SUPPLIED PASSAGE.
3.2 Analysis of the application effect of the tennis automatic ball-picking robot model

To verify the performance superiority of the proposed tennis automatic ball-picking robot model (Model 1), comparative experiments were conducted with the improved PSO-based tennis automatic ball-picking robot model (Model 2), the BP-LANDMARC-based tennis automatic ball-picking robot model (Model 3), and the Harris-SIFT-based tennis automatic ball-picking robot model (Model 4). The robot collected the ball by targeting the nearest sphere detected within its field of view. To verify its stability and detection accuracy, a study was conducted by placing four tennis balls in different positions, allowing four model robots to collect the ball from the starting point, and conducting a comparative experiment on the trajectory of the ball collection action. The comparison results of the picking trajectory of each model robot are shown in Figure 11.

Figure 11

Comparison results of ball collecting action trajectories of each model robot: (a) Model 1, (b) Model 2, (c) Model 3, and (d) Model 4.

DATA EXTRACT.
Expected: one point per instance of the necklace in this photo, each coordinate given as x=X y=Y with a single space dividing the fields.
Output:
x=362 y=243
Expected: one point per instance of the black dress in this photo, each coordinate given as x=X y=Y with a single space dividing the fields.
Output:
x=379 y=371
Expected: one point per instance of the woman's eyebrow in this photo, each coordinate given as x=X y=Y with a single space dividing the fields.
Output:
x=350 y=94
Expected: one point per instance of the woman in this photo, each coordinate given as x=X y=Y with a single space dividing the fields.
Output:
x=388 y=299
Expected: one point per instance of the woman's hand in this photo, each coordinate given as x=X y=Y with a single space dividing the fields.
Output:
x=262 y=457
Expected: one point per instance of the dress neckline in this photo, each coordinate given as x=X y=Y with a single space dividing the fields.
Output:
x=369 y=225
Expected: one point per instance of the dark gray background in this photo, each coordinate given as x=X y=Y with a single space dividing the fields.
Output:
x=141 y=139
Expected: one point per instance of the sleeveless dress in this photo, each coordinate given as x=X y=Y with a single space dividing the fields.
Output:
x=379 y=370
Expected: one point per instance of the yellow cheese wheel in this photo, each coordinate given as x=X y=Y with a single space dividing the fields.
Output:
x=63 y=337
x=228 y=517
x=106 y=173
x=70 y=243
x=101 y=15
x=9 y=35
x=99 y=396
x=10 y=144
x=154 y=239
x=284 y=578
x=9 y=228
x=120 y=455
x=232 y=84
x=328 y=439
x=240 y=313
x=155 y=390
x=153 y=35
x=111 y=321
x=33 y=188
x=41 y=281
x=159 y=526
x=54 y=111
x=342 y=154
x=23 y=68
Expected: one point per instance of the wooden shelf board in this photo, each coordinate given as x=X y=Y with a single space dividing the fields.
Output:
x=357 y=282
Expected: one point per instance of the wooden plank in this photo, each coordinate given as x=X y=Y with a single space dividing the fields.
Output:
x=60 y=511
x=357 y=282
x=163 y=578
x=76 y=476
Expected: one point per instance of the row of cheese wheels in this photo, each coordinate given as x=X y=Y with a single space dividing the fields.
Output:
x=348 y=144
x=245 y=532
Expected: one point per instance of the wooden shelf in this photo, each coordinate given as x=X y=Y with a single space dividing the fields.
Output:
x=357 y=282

TASK OBJECTIVE.
Please decide whether each statement below agrees with the passage on the tennis ball-picking robots, answering yes or no and quoting the deciding words. 1. Five robot models were compared. 2. The robot went after the nearest sphere it detected in its field of view. 3. Model 3 uses a Harris-SIFT approach.

RESPONSE.
1. No: "allowing four model robots to collect the ball from the starting point"
2. Yes: "The robot collected the ball by targeting the nearest sphere detected within its field of view."
3. No: "the BP-LANDMARC-based tennis automatic ball-picking robot model (Model 3)"